### Aufgabe 1
Beantworte anhand des folgenden Textauszugs über Tourismus:
(a) Wovon lebten die Menschen in dem marokkanischen Fischerdorf lange?
(b) Welche drei Häfen sind bei Kreuzfahrten in Europa am beliebtesten?
(c) Von bis zu wie vielen Touristen wird Dubrovnik täglich überrannt?

### Textauszug
+++
Tourismus, der die Welt zerstört
Reisen erweitert unseren Horizont und eröffnet uns neue Lebenswelten –doch wir werden hinters Licht geführt: Andere Menschen und die Umwelt werden für unser Erlebnis ausgebeutet.
Ein marokkanisches Fischerdorf am Atlantik ist heute ein beliebter Surfspot. Lange lebten die Menschen hier von der Fischerei, heute sind es fast ausschließlich Einkünfte aus dem Tourismus. Einheimische stehen mit Sonnenbrillenimitationen und Tiefkühltruhen mit Getränken am Straßenrand und verkaufen ihre importierte Ware. Nach nur 500 Metern hat man den Ort bereits wieder verlassen. Zahlreiche private Unterkünfte wurden von Ausländern gekauft und beherbergen heute die europäischen Touristen. Das Geld fließt von Europa wieder nach Europa. Marokko ist nur ein Zwischenstopp und die Einheimischen verdienen ihr Geld als Taxler und Verkäufer. So sieht es in vielen Ländern aus, wo sich aufgrund einer Naturgegebenheit – in diesem Fall Wellen – ärmliche Fischerdörfer zu beliebten Urlaubsorten gemausert haben.
Kreuz-(Irr-)Fahrt
Barcelona, Venedig und Dubrovnik – das sind die beliebtesten Häfen bei Kreuzfahrten in Europa. Wer die liegenden Wolkenkratzer vor Anker sieht, kann sich die Menschenmassen vorstellen: Um 11 Uhr vormittags werden die 2.000 bis 4.000 Passagiere in den vierstündigen Aufenthalt entlassen. Dubrovnik etwa, mit einer winzigen Altstadt, wird täglich von bis zu 15.000 Touristen überrannt. Die Passagiere sehen sich in die wichtigsten Sehenswürdigkeiten an, dann gönnen sie sich noch ein Eis und verlassen die Stadt wieder, um rechtzeitig zum Abendessen am Schiff zu sein. Das meiste Geld bleibt am Schiff, die lokalen Händler bringen vielleicht einen Schlüsselanhänger oder einen Selfie-Stick an. Die lokale Wirtschaft hat wenig von den massenhaften Besuchen, die Bewohner und die anderen Touristen müssen mit überfluteten Fußgängerzonen leben.
+++
### Gezeigtes Material

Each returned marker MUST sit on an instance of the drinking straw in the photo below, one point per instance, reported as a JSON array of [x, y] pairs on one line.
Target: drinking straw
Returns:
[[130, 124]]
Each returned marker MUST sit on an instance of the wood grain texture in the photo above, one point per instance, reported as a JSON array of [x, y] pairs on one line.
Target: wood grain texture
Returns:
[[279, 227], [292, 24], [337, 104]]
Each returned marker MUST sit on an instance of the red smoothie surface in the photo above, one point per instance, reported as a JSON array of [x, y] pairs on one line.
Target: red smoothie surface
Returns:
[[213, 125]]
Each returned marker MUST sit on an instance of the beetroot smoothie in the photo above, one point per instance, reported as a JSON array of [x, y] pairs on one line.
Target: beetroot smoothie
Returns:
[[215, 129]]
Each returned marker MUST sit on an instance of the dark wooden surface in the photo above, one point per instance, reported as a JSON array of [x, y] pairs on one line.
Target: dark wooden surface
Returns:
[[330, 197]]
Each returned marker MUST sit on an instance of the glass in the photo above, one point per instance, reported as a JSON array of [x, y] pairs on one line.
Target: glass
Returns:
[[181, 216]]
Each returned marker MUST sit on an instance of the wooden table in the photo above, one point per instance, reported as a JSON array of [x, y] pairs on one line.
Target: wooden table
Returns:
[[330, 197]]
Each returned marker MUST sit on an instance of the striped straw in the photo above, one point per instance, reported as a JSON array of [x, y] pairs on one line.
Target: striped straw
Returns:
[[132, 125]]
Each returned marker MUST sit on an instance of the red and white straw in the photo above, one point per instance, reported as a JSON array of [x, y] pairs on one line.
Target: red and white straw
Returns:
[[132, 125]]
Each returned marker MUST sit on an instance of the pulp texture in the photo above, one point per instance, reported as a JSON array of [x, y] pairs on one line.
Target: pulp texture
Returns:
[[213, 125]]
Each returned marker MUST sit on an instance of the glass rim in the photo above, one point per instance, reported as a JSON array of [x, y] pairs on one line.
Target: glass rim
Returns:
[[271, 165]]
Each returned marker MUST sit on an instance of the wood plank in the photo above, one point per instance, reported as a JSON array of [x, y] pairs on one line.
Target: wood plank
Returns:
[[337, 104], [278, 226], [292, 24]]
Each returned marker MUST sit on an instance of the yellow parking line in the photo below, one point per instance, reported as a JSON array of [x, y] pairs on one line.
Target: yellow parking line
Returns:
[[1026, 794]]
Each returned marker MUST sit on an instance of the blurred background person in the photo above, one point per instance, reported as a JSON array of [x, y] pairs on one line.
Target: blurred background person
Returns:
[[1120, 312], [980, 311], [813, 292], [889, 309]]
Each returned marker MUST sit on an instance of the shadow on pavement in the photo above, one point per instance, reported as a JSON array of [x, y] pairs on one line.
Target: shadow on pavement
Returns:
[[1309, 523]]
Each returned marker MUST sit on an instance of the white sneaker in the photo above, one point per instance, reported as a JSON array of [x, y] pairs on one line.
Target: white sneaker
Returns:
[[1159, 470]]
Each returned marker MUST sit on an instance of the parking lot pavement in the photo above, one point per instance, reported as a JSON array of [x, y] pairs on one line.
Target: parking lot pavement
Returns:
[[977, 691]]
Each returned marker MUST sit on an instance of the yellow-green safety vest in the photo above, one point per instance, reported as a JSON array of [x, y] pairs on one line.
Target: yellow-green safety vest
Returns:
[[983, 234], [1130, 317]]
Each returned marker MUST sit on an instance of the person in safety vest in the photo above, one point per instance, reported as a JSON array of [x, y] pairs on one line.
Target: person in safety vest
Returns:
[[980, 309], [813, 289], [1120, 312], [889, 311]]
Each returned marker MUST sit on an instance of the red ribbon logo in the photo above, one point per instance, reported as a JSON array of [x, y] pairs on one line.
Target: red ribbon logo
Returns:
+++
### Aufgabe 2
Kopiere die Auflistung oben unverändert: Beginne mit ihrer ersten Zeile und höre nach der Zeile auf, die „[[130, 124]]“ enthält.

### Endergebnis 1
(a) Von der Fischerei.
(b) Barcelona, Venedig und Dubrovnik.
(c) Von bis zu 15.000 Touristen.

### Endergebnis 2
Each returned marker MUST sit on an instance of the drinking straw in the photo below, one point per instance, reported as a JSON array of [x, y] pairs on one line.
Target: drinking straw
Returns:
[[130, 124]]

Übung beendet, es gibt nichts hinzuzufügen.